## Prompt
Copy out the blog post about miscarriage below in full, word for word.

## Text section
Start of Block
Monday, December 2, 2013

Hard Knock Life.

You want to know what no one talks about? Miscarriage. It happens more often than people realize, but still no one talks about it.

Now I totally get it.

Having gone through it myself, and not wanting to tell people the hurt that you are experiencing because frankly, in the moment, you can't put the pain into words. And the last things you want to hear are sorry attempts at comfort. People try so hard, and I am grateful that they do, but sometimes the only thing that makes you feel like they understand your feelings is them saying "I'm sorry that life's a bitch." (excuse the language.) My sister in law told me that, and it was the first time that I was appreciative of anyone's condolences.
End of Block
## Given records
Start of Block
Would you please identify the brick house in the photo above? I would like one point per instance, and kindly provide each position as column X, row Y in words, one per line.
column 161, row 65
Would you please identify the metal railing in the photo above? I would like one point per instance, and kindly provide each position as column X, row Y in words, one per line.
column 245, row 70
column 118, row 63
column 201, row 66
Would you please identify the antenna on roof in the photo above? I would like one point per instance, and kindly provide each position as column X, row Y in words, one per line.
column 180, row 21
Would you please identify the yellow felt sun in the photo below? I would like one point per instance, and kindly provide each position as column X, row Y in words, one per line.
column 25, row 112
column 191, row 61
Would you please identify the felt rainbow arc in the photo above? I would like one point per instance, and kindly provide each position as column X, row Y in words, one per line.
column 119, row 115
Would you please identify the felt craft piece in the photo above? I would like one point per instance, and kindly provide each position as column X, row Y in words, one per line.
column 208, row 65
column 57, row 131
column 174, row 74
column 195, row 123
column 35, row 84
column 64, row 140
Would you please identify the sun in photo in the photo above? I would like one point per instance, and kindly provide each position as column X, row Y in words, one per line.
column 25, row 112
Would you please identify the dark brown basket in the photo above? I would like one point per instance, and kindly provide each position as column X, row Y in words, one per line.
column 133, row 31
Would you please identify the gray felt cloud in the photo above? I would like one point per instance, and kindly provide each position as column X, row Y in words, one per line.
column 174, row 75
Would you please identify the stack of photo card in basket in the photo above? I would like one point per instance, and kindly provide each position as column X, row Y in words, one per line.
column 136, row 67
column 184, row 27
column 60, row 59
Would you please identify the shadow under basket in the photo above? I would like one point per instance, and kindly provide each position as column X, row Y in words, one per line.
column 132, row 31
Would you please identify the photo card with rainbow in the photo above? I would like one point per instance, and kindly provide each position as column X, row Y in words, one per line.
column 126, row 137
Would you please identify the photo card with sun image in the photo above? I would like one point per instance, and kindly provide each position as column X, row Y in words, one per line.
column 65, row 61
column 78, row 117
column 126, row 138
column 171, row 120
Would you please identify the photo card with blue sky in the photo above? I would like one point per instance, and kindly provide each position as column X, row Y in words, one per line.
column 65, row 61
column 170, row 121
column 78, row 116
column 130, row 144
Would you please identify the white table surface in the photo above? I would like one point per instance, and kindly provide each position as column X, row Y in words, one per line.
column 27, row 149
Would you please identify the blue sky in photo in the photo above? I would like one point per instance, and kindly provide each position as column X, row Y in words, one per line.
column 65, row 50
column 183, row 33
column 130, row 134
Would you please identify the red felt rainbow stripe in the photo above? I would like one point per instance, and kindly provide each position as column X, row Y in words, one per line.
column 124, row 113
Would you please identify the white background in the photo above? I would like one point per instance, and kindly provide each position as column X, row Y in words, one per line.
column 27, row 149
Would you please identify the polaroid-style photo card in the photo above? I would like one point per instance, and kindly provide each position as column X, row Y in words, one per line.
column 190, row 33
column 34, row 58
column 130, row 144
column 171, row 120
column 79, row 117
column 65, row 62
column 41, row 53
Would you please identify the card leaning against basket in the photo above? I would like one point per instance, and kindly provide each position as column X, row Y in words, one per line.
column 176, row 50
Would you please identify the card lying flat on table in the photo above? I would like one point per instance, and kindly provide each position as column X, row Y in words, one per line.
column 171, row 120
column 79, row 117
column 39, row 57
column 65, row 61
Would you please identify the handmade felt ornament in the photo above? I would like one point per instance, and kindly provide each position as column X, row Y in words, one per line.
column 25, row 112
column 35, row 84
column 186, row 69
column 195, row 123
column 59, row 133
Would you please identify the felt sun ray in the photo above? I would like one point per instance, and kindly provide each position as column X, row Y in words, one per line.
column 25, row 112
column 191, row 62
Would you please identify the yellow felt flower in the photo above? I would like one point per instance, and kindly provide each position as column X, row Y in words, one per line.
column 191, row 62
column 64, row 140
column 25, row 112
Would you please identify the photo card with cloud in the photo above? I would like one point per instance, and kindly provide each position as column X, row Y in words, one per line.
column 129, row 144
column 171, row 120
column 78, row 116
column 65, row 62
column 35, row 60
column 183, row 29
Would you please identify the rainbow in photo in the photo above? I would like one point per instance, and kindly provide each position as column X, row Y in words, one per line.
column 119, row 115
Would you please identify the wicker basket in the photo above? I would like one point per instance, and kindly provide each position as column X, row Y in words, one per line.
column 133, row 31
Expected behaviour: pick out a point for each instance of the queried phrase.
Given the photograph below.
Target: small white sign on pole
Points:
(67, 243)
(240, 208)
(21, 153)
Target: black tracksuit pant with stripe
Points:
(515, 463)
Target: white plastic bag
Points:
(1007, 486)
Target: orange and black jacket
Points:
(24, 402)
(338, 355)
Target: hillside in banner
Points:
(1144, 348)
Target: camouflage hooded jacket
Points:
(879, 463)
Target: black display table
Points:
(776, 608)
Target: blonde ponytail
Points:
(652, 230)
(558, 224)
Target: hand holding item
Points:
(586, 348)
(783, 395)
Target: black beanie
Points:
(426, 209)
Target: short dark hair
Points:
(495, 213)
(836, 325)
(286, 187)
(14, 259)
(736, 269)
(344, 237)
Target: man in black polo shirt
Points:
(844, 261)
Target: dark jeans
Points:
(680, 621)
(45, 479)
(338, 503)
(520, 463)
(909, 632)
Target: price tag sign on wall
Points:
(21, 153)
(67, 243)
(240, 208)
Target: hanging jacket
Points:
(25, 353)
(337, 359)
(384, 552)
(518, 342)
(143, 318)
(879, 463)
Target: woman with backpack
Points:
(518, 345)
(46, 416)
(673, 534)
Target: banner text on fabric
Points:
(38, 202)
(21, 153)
End of Block
## Task response
Monday, December 2, 2013

Hard Knock Life.

You want to know what no one talks about? Miscarriage. It happens more often than people realize, but still no one talks about it.

Now I totally get it.

Having gone through it myself, and not wanting to tell people the hurt that you are experiencing because frankly, in the moment, you can't put the pain into words. And the last things you want to hear are sorry attempts at comfort. People try so hard, and I am grateful that they do, but sometimes the only thing that makes you feel like they understand your feelings is them saying "I'm sorry that life's a bitch." (excuse the language.) My sister in law told me that, and it was the first time that I was appreciative of anyone's condolences.